:: PROBLEM STATEMENT ::
Write out each record below exactly, but not the pictures.

Source records:
------------------------------------

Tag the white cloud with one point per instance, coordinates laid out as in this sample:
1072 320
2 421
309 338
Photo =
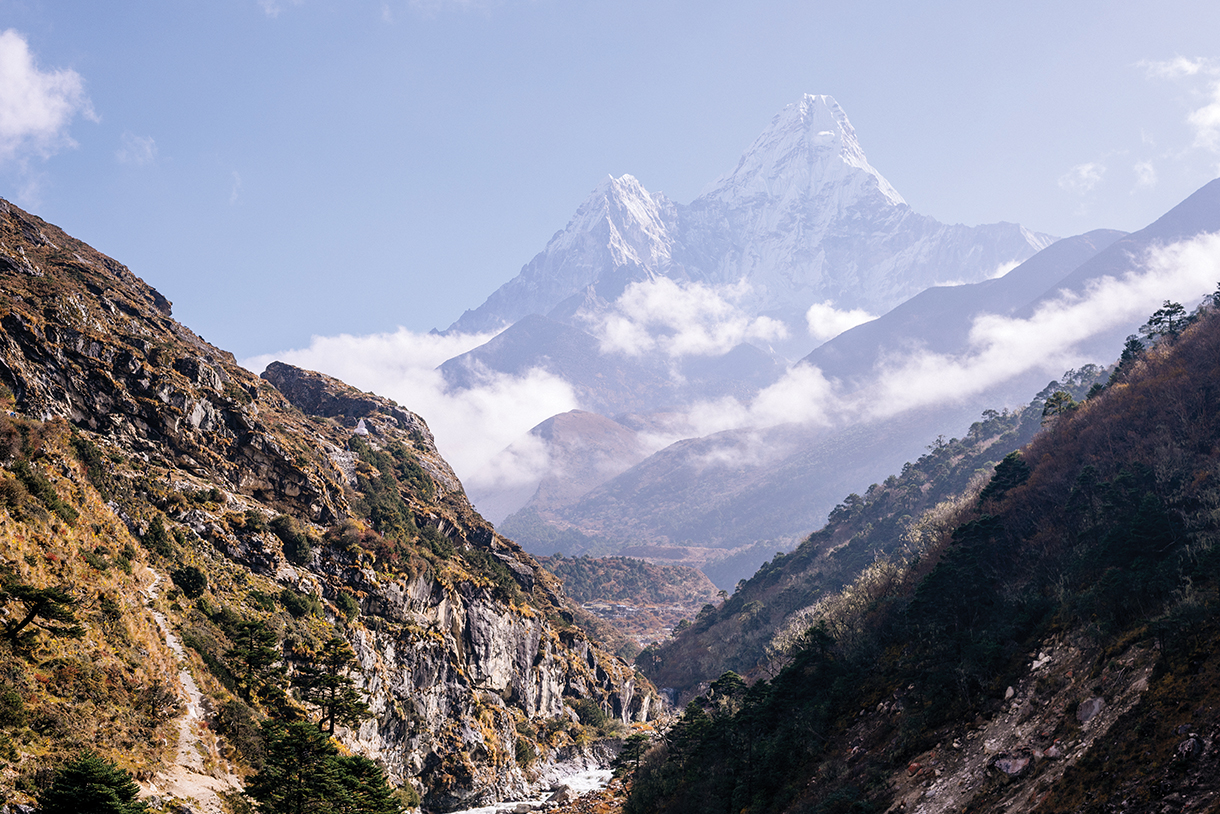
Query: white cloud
681 320
1081 178
139 150
999 348
35 106
1176 67
471 426
272 7
1146 175
826 322
1205 122
1004 347
482 430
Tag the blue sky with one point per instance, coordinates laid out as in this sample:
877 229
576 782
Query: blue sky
282 169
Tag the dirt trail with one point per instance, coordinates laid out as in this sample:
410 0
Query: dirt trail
189 777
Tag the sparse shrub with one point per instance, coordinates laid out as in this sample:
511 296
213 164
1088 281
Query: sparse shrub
297 541
95 466
192 581
12 496
12 708
254 520
156 538
94 559
298 604
237 723
90 784
589 713
347 605
42 488
262 599
526 753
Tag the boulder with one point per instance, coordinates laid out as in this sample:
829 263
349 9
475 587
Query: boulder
1088 709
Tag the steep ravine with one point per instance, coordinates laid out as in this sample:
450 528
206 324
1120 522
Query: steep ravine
470 655
189 776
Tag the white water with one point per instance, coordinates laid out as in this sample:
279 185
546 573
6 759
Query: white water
580 782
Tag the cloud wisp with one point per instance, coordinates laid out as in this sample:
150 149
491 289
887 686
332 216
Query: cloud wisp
1081 178
35 106
825 321
472 425
483 430
681 320
137 150
1204 118
999 349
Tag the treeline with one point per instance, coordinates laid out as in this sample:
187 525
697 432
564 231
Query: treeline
1107 522
628 580
881 522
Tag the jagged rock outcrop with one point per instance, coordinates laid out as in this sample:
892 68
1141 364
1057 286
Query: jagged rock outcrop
462 643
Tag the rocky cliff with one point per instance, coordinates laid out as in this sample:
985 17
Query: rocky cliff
294 482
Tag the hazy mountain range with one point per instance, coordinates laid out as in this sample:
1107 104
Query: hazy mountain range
792 334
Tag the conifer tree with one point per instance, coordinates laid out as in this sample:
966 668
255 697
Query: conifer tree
304 773
90 784
49 609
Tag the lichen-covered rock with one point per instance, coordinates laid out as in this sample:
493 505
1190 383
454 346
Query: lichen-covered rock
465 647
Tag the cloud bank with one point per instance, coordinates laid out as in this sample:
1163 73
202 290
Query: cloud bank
826 322
35 106
681 320
472 425
483 431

------------------------------------

:: ANSWER SECTION ::
Tag the white cloud with one point per instance, coordinates laid out as in this sample:
1072 320
2 421
309 338
Photo =
Query: white cloud
681 320
1081 178
139 150
999 348
35 106
1176 67
471 426
272 7
1146 175
826 322
1205 122
1004 347
482 430
Tag the blue sky with one point per instance, coordinates laid out as in this sample:
877 229
576 782
Query: blue sky
282 169
Tag the dirt trail with one point per instance, coordinates laid out as in this sample:
410 0
Query: dirt trail
189 777
Tag the sparse shrub with one point per instance, coordinates laid out as in this sample:
511 296
213 164
1088 281
Query: sparse shrub
297 541
95 466
192 581
12 496
12 708
254 520
156 538
94 559
298 604
237 723
90 784
589 713
347 605
42 488
262 599
526 753
Tag the boulder with one point per instance, coordinates laid out as in this sample:
829 263
349 9
475 587
Query: boulder
1088 709
Tag the steep ravine with one point per instance, coordinates laid out as in this sample:
450 528
206 324
1120 522
Query: steep ravine
470 655
189 776
Tag the white water with one point per instance, coordinates laid out as in this sample:
279 185
546 573
6 759
Query: white water
580 782
Tag the cloud wisp with one point per instance, coordinates laid out as in this sample:
150 149
491 289
887 686
332 216
Query: cloud wisp
1081 178
35 106
825 321
472 425
483 430
681 320
137 150
1204 118
999 349
Tag the treeline with one point per instance, coordinates laid out as in this sample:
187 525
697 432
564 231
Query: treeline
1107 522
628 580
881 522
Tag the jagged rock outcrop with one point per instance, coordinates laid out as in this sample:
892 68
1141 364
1057 286
Query: jagged rock outcrop
462 643
Tag the rocky cliff with one point per instance, coordinates laid out as in this sample:
985 17
Query: rocky cliff
294 482
Tag the hazy mountain range with one point per instance, coordinates laid out as in this sample:
1107 104
Query: hazy mountain range
792 334
Tag the conifer tree with one point per instance, coordinates laid out as in this sample:
966 668
255 697
Query: conifer tree
304 773
90 784
49 609
Tag the lichen-covered rock with one point per instance, coordinates laid out as in this sample:
493 505
1190 383
454 346
Query: lichen-covered rock
465 647
Tag the cloud bank with one point per instance, coordinates laid out as in this sample:
1163 73
202 290
Query: cloud bank
826 322
35 106
681 320
472 425
483 431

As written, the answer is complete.